ISQ-démographieL’Institut de la statistique du Québec (ISQ) a publié récemment une étude intitulée Portrait démographique du Québec et du Canada: évolution convergente, divergente ou parallèle?. Cette étude visait à faire le point sur l’évolution démographique récente au Québec et de montrer que cette évolution vient atténuer les effets prévus du ralentissement démographique. J’ai, il y a un peu plus d’un an, publié un billet qui montrait qu’avec les données les plus récentes de l’époque, il était déjà possible de constater que le vieillissement était moins rapide que prévu et de moindre ampleur. L’étude de l’ISQ va dans le même sens, mais en analysant plutôt ces données par rapport à celles des autres provinces.

Résultats

Cette étude permet de dégager quelques constats intéressants :

  • L’indice synthétique de fécondité du Québec est depuis sept ans légèrement supérieur à celui du Canada;
  • l’espérance de vie des hommes et des femmes du Québec a rejoint celle du Canada, alors qu’elle était au dernier rang des provinces canadiennes dans les années 1970;
  • la part de l’immigration canadienne se destinant au Québec est toujours plus basse que son poids démographique, mais s’en approche (21,4 % en 2012, alors que son poids démographique était de 23,1 %);
  • le déficit du solde migratoire interprovincial du Québec est en forte baisse;
  • résultat : la différence entre le taux de croissance de la population du Québec et celui de la population du Canada a fondu et lui est rendu à peine inférieur (voir les graphiques qui suivent, le Québec étant en bleu dans les deux graphiques et le Canada en rouge).

********************

### EXERCICES
1 - D'après l'article sur la démographie du Québec, quelle part de l'immigration canadienne se destinait au Québec en 2012 ?
2 - Traduisez en anglais cette phrase de l'article sur la démographie du Québec : « L’étude de l’ISQ va dans le même sens, mais en analysant plutôt ces données par rapport à celles des autres provinces. »
3 - Prolongez l'article sur la démographie du Québec à partir de son dernier point.
La liste qui suit est un matériau distinct de l'article.

### DONNÉES FOURNIES

********************

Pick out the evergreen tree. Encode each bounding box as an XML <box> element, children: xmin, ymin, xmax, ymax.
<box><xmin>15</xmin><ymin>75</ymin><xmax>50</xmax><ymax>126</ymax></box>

********************

### CORRIGÉ
1 - 21,4 %.

2 - The ISQ study points in the same direction, but instead analyzes these data in relation to those of the other provinces.

3 -
ISQ-démographie1

Tout cela semble bien beau et bien clair, et ce serait le cas sans les réactions des commentateurs des articles portant sur cette étude… Je me contenterai ici de réagir à quelques commentaires que j’ai lus dans le Devoir.

Réactions

L’article lui même est bien, si ce n’est cette phrase : «les chercheurs de l’ISQ ont démontré que la position du Québec dans l’ensemble canadien s’améliorait» Le graphique nous montre que si la situation du Québec au sein du Canada se détériore moins qu’avant, elle ne s’améliore pas. Pour que cette situation s’améliore, il faudrait que le taux de croissance du Québec soit supérieur à celui du Canada, ce qui n’est pas le cas. Il est rendu bien près, mais toujours légèrement inférieur. En conséquence, son poids à l’intérieur du Canada continue à diminuer.

Si l’article rend bien le contenu de l’étude, cela se détériore nettement quand on passe aux commentaires des lecteurs. C’est inévitable, dès qu’un article parle de démographie et surtout quand un intervenant parle du rôle positif de l’immigration («Pour moi, quand on parle du Québec au sein du Canada et de sa capacité à conserver son poids dans la fédération, l’enjeu se jouera dans sa capacité à accueillir des immigrants internationaux », affirme Richard Marcoux [démographe], qui se dit partisan du maintien ou même de l’augmentation des seuils d’immigration au Québec»), les réactions identitaires ne tardent pas à se manifester…

«plus de la moitié de ceux-ci ne s’intègrent pas à la majorité francophone»

C’est toujours le problème avec les gens qui font des affirmations sans fournir de source, comme dans ce cas. Au lieu que le fardeau de la preuve soit du côté de la personne qui affirme, elle se retrouve chez la personne qui met en doute l’affirmation non démontrée. Ce sophisme s’appelle «argumentum ad ignorantiam» (ou l’appel à l’ignorance, voir le point 5). Mais, bon, allons-y, puisqu’il le faut!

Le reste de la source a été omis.